# start of SOURCE PASSAGE

20. The essence of Trencon’s grounds of review, is that IDC’s reasons for the decision to award the tender to Basil Reed, was based on a material error of law. There are also further allegations of procedural irregularity in allowing Basil Reed’s RFP to be accepted even though it was filed late as well as an attack on the grounds that the conduct of Augustine showed bias. I will therefore deal with these grounds of review in the order in which I have just stated them. Before doing so, I need to deal with a side issue which was brought to bear on the proceedings.


21. Counsel for IDC in his heads of argument as well as in Court raised, in the strongest terms, an objection against manner in which the Applicant (Trencon) presented its case. IDC submits that Trencon in its affidavit and heads of argument has presented a case “replete with serious and unsubstantiated allegations of bias, improper conduct and at times dishonesty, perpetrated by IDC “. It is further submitted that the target of this attack is Augustine.


22. I need to state upfront, however, that I did not find any evidence that IDC acted mala fide or was dishonest or improper in its conduct in this matter. The attack by innuendo on ENS as a law firm in particular is unwarranted as there is no evidence to suggest that they did anything other than represent a client. It seems to me, however that Trencon was aggrieved by the role of Augustine in the RFP and tender process; the manner in which the tender was considered by Exco and the subsequent delay in receiving reasons for the decision, which reasons came from a law firm and not from the decision-maker. These circumstances, and perhaps others, viewed cumulatively, seem to have fuelled the suspicion of foul play. However this cannot be an excuse for the unwarranted attack of a party in the course of litigation. I deal with the perception of bias as it relates to the role of Augustine, in detail later in this judgment.


23. Having stated the above, I am however of the view that the circumstances of this case are not comparable to the allegations by innuendo, implying fraudulent conduct on the part of one of the parties in the Supreme Court of Appeal matter of AHPay Consolidated Investment Holding & Others v Chief Executive Officer of the South African Social Security Agency & Others (2013) ZASCA 29.


LEGAL PRINCIPLES

24. Trencon submits, correctly so in my opinion, that IDC is;

23.1 A Major Public Entity listed in Schedule 2 of the Public Finance Management Act 1 of 1999 (“the PFMA”); and

23.2 An Organ of State as provided in section 239 of the Constitution of the Republic of South Africa, 1996 (“the Constitution”) and PAJA.


25. It is also trite that tender processes are reviewable as administrative action under PAJA. Also of relevance is the foundation of the law relating to government procurement of goods and services stated in Section 217 of the Constitution, which provides:

(1) When an Organ of State in the national, provincial or local sphere of government, or any other institution identified in national legislation, contracts for goods or services, it must do so in accordance with a system which is fair, equitable, transparent, competitive and cost-effective. ”

# end of SOURCE PASSAGE
# start of PROVIDED INFORMATION

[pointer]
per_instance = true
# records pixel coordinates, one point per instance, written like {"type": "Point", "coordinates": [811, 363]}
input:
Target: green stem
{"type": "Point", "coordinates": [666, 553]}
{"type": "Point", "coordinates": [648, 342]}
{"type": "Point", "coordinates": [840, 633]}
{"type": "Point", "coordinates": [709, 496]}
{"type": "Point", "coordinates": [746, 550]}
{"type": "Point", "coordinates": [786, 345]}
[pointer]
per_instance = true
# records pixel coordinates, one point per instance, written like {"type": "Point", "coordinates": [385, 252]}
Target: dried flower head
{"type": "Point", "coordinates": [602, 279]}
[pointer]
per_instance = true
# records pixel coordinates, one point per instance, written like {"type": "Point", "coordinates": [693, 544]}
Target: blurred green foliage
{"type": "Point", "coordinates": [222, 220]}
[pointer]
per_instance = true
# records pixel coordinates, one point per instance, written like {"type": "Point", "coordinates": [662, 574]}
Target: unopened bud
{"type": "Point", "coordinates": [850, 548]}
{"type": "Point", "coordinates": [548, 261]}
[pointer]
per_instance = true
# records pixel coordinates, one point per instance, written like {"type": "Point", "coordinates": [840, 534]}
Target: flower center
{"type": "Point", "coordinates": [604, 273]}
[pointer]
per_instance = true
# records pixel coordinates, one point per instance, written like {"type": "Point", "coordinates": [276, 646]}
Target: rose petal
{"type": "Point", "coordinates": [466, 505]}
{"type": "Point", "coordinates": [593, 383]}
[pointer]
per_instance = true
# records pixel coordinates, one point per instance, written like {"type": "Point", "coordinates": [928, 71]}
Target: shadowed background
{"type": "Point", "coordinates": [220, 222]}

# end of PROVIDED INFORMATION

• _JOBS_
A: According to the court judgment excerpt, which section of the Constitution sets out the foundation of the law on government procurement of goods and services?
B: Turn the paragraph of the court judgment excerpt that begins "22. I need to state upfront" into a short bulleted list that keeps its main facts.
C: Carry on the court judgment excerpt from the point where it stops.

• _EXPECTED ANSWERS_
A: Section 217 of the Constitution.

B:
- The court found no evidence that IDC acted mala fide or was dishonest or improper in this matter.
- The attack by innuendo on ENS as a law firm is unwarranted, since there is no evidence that it did anything other than represent a client.
- Trencon appears to have been aggrieved by several things:
  - Augustine's role in the RFP and tender process.
  - The way Exco considered the tender.
  - The delay in receiving reasons for the decision.
  - The fact that those reasons came from a law firm rather than from the decision-maker.
- Viewed together, these circumstances seem to have fueled a suspicion of foul play.
- That suspicion does not excuse an unwarranted attack on a party during litigation.
- The perception of bias concerning Augustine's role is dealt with in detail later in the judgment.

C:
26. One of the objects of PFMA, the provisions of which also applies to IDC, is to ensure transparency, accountability and sound management of the revenue, expenditure, assets and liabilities of the institutions to which it applies, see Chief Executive, South Africa Social Services Agency v Cash Pay Masters (Pty) Limited SA 2012 (1) (SCA).


MATERIAL ERROR OF LAW

27. Trencon contends that the IDC’s decision that its bid submission was invalid, was materially influenced by an error of law and consequently such decision is reviewable in terms of section 6(2)(d) of PAJA. The actual reasons for the decision as communicated by ENS allege that Exco relied on allegations of shortcomings in the Trencon bid, which resulted in such bid being declared invalid and being in contravention of the tender conditions.


28. The essence of the error of law is that the IDC misunderstood the provisions of its own tender documents as relates to adjustment of the contract price. They failed to differentiate between the CPAP Adjustments for increases in the costs of labour, materials, plant and goods on the one hand and Default Adjustments of contract prices that result from delays such as those concerning site handover, on the other hand. These differences are found in the provisions of the Contract Data and the JBCC Series 2000 Principal Building Agreement (“the JBCC 2000”), both of which applied to this tender. The JBCC 2000 is a publication by the Joint Building Contracts Committee Inc.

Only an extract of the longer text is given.